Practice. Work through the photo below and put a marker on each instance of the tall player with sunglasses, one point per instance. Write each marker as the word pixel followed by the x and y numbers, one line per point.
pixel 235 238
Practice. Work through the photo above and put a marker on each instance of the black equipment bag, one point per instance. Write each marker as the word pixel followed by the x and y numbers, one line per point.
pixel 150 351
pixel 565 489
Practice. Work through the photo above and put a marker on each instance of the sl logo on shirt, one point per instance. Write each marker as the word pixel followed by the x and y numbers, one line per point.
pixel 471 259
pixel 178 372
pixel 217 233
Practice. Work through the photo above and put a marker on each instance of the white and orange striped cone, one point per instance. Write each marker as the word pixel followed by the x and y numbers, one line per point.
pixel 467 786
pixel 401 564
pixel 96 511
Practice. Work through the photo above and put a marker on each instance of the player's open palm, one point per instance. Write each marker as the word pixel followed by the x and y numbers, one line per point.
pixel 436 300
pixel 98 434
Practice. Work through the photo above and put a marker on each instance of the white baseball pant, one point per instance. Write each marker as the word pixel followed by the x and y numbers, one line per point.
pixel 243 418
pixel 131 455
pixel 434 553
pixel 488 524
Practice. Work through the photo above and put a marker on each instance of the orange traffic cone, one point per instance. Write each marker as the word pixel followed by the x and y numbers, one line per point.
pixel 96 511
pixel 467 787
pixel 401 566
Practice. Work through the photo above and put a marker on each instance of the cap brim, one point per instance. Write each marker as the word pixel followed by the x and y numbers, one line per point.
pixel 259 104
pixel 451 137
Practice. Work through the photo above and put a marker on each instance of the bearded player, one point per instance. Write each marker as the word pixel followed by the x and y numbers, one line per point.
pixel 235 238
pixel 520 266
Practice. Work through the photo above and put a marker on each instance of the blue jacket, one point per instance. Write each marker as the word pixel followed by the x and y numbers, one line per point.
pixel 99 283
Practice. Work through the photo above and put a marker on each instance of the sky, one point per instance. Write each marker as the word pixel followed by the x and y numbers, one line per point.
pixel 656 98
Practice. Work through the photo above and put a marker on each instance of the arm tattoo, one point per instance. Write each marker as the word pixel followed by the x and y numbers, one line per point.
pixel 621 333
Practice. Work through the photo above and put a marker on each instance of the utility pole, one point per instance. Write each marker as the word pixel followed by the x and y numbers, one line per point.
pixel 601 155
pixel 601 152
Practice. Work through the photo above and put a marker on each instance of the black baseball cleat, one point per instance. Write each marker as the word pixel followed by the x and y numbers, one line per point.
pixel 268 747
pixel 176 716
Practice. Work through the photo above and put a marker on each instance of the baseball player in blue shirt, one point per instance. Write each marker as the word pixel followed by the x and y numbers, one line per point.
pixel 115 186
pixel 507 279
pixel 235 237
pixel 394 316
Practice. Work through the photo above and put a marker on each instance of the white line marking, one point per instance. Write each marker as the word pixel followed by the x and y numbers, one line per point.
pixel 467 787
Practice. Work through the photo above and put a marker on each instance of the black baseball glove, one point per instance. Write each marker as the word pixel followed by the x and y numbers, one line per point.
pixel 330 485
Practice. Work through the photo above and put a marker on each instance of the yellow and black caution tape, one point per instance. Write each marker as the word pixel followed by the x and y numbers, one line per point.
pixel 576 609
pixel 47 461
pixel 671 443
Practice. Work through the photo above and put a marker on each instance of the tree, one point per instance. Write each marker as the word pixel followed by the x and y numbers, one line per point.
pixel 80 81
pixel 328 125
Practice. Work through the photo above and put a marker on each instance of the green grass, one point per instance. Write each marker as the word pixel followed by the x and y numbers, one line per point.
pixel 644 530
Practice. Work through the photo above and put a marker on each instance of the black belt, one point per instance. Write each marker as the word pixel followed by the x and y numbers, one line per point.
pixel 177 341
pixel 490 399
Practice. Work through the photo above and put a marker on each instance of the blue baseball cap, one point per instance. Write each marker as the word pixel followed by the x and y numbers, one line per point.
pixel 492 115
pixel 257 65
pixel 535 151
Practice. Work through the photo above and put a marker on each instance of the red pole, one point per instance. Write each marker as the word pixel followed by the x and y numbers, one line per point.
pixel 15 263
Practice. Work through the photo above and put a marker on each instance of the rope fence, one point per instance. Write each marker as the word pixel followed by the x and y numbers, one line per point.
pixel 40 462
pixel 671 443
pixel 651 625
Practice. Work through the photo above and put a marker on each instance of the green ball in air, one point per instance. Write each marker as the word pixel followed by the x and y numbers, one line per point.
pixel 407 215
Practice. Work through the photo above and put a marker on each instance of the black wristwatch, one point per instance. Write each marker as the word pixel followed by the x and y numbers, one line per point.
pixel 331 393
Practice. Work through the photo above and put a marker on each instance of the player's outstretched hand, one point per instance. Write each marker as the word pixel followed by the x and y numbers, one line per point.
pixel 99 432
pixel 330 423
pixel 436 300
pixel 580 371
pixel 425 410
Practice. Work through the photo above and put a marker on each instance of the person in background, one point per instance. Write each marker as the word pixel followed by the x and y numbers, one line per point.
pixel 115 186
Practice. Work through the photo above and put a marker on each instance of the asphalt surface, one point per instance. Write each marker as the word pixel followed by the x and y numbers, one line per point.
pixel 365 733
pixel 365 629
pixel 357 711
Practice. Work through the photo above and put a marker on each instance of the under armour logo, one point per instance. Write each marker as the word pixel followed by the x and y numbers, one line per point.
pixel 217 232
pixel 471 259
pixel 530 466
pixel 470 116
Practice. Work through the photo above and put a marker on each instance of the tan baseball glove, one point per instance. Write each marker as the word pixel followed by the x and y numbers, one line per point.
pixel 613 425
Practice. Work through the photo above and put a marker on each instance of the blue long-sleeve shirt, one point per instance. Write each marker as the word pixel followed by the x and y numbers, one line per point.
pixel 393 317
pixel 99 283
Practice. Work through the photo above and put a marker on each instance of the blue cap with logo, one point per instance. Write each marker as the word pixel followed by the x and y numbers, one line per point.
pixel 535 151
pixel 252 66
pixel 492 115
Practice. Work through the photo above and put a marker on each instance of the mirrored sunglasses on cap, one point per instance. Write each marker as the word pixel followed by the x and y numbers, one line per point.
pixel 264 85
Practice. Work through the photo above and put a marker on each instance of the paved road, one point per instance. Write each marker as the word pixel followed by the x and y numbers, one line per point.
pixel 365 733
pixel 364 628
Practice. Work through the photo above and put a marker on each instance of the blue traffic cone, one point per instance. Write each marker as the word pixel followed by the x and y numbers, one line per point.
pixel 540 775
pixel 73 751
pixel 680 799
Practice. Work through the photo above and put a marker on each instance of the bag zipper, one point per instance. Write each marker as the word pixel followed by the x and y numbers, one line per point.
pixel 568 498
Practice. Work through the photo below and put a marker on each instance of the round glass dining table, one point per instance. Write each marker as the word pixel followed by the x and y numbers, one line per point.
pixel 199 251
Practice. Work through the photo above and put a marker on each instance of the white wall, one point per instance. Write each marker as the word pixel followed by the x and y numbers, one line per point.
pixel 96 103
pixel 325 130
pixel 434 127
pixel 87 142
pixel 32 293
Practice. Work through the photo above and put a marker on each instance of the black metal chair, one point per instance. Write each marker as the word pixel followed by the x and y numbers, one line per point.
────────────────────────────────────────
Give back all the records above exactly as they were written.

Practice. Work through the photo below and put a marker on each instance of the tall player with sunglasses, one point per instance. Write each marker as the word pixel followed by the x and y numbers, one line per point.
pixel 235 238
Practice. Work through the photo above and put a marker on each instance of the black equipment bag, one point per instance. Write each marker as the word pixel followed by the x and y numbers, one line per point.
pixel 150 351
pixel 565 489
Practice. Work through the photo above and put a marker on each instance of the sl logo on shirt, one point per instance. Write each marker as the word pixel followed by the x and y numbers, one line per point.
pixel 471 259
pixel 178 372
pixel 217 233
Practice. Work through the photo above and put a marker on each instance of the white and orange striped cone, one point per instance. Write each marker as the word pixel followed by the x and y numbers, one line per point.
pixel 467 786
pixel 401 564
pixel 96 511
Practice. Work through the photo above and put a marker on each instance of the player's open palm, one point per instance. Write each marker as the word pixel followed by the x and y numbers, one line per point.
pixel 436 300
pixel 98 434
Practice. Work through the photo above and put a marker on each instance of the white baseball pant, one point per instance. Write each marker as the word pixel followed by the x and y numbers, one line per point.
pixel 243 418
pixel 131 455
pixel 434 553
pixel 488 524
Practice. Work through the photo above and put a marker on each instance of the orange traffic cone, one point per instance. Write each marker as the word pixel followed by the x and y numbers, one line per point.
pixel 96 511
pixel 467 787
pixel 401 566
Practice. Work through the photo above and put a marker on each instance of the cap brim, one point per instance. Write each marker as the word pixel followed by the x and y numbers, one line per point.
pixel 259 104
pixel 451 137
Practice. Work through the photo above and put a marker on each instance of the bearded player, one point per instance. Write each marker as the word pixel followed by the x and y numbers, one line per point.
pixel 235 238
pixel 520 266
Practice. Work through the photo above and put a marker on each instance of the blue jacket, one point per instance. Write each marker as the word pixel followed by the x and y numbers, one line per point.
pixel 99 283
Practice. Work through the photo above and put a marker on each instance of the sky, one point per instance. Write each marker as the word pixel followed by the x and y numbers, one line per point.
pixel 656 98
Practice. Work through the photo above and put a marker on each instance of the arm tattoo, one point per instance. Write each marker as the word pixel followed by the x and y numbers, one line per point.
pixel 621 333
Practice. Work through the photo above and put a marker on each instance of the utility pole, one point per instance. Write each marker as the word pixel followed by the x and y numbers, one line per point.
pixel 601 155
pixel 601 152
Practice. Work through the photo above and put a marker on each instance of the black baseball cleat, one point per instance. Write each marker as the word pixel followed by the x and y numbers, one line per point.
pixel 268 747
pixel 176 716
Practice. Work through the photo above and put a marker on each instance of the baseball player in blue shirt, one point per instance. Write each marker as the word pixel followed by the x and y numbers, one line per point.
pixel 115 186
pixel 507 279
pixel 235 237
pixel 394 316
Practice. Work through the photo above and put a marker on each instance of the white line marking, one point per instance. Write each marker as the word pixel followed by the x and y numbers, one line per point.
pixel 467 787
Practice. Work through the photo above and put a marker on each instance of the black baseball glove, one point per instance. Write each marker as the word pixel followed by the x and y numbers, one line per point.
pixel 330 485
Practice. Work through the photo above and put a marker on each instance of the yellow and black caution tape, one point per instance. Write each marker as the word pixel followed by the x and y numbers, one line per point.
pixel 576 609
pixel 47 461
pixel 671 443
Practice. Work through the photo above and put a marker on each instance of the tree, one point per instance. Write each marker as the word pixel followed by the x and y numbers, one line per point.
pixel 80 81
pixel 328 125
Practice. Work through the photo above and put a marker on each instance of the green grass, one point per instance. Write each marker as the word pixel followed by the x and y numbers, one line per point.
pixel 644 530
Practice. Work through the photo above and put a marker on each instance of the black belt, one point per instance. Write each marker as the word pixel followed by the x and y numbers, one line per point.
pixel 177 341
pixel 490 399
Practice. Work through the photo above and put a marker on each instance of the blue baseball cap, one point per instance. Write each marker as the word pixel followed by the x and y numbers, one line per point.
pixel 492 115
pixel 257 65
pixel 535 151
Practice. Work through the photo above and put a marker on each instance of the red pole, one point per instance. Write each marker as the word pixel followed by the x and y numbers, one line per point.
pixel 15 263
Practice. Work through the photo above and put a marker on each instance of the rope fence, one point per instance. Write each marker as the word pixel followed by the x and y numbers, one line per point.
pixel 40 462
pixel 671 443
pixel 651 625
Practice. Work through the photo above and put a marker on each instance of the green ball in air, one point per instance. Write each marker as the word pixel followed by the x and y numbers, one line per point.
pixel 407 215
Practice. Work through the photo above and put a marker on each instance of the black wristwatch, one point per instance. Write each marker as the word pixel followed by the x and y numbers, one line per point.
pixel 331 393
Practice. Work through the photo above and put a marker on each instance of the player's outstretched hand, one point per instance. Write each marker as the word pixel followed by the x and y numbers, one line per point.
pixel 99 432
pixel 330 423
pixel 436 300
pixel 580 371
pixel 425 410
Practice. Work through the photo above and put a marker on each instance of the person in background, one point per instance. Write each marker as the word pixel followed by the x and y numbers, one line per point.
pixel 115 186
Practice. Work through the photo above and put a marker on each instance of the asphalt surface, one point per instance. Write each marker as the word pixel followed by the x and y numbers, one line per point.
pixel 365 733
pixel 365 629
pixel 357 711
Practice. Work through the photo above and put a marker on each instance of the under armour logo, one point per instance. Write each marker as the word pixel followed by the x and y numbers, one line per point.
pixel 217 232
pixel 471 259
pixel 530 466
pixel 470 116
Practice. Work through the photo above and put a marker on each instance of the tan baseball glove, one point per instance. Write each marker as the word pixel followed by the x and y numbers, one line per point.
pixel 613 425
Practice. Work through the photo above and put a marker on each instance of the blue long-sleeve shirt, one point per instance. Write each marker as the word pixel followed by the x and y numbers, one line per point.
pixel 393 317
pixel 99 283
Practice. Work through the photo above and put a marker on each instance of the blue cap with logo, one point per instance. Write each marker as the word pixel followed by the x and y numbers, one line per point.
pixel 535 151
pixel 252 66
pixel 492 115
Practice. Work through the photo above and put a marker on each instance of the mirrored sunglasses on cap, one point per instance. Write each marker as the word pixel followed by the x and y numbers, one line per point.
pixel 264 85
Practice. Work through the photo above and put a marker on each instance of the paved road, one point per instance. Write each marker as the word pixel followed by the x and y numbers, one line per point.
pixel 365 733
pixel 364 628
Practice. Work through the photo above and put a marker on each instance of the blue traffic cone, one point per instance. Write each marker as the word pixel followed by the x and y numbers, one line per point.
pixel 540 775
pixel 73 751
pixel 680 799
Practice. Work through the photo above and put a marker on each instance of the bag zipper, one point per instance. Write each marker as the word pixel followed by the x and y numbers, one line per point.
pixel 568 498
Practice. Work through the photo below and put a marker on each instance of the round glass dining table, one point per instance. Write each marker as the word pixel followed by the x and y numbers, one line per point.
pixel 199 251
Practice. Work through the photo above and put a marker on each instance of the white wall, one point per instance. Write each marker as the word pixel followed by the x and y numbers, one line per point.
pixel 96 103
pixel 325 130
pixel 434 127
pixel 87 142
pixel 32 293
Practice. Work through the photo above and put a marker on each instance of the black metal chair, one point per instance. Write each marker as the word pixel followed by the x and y numbers, one line per point.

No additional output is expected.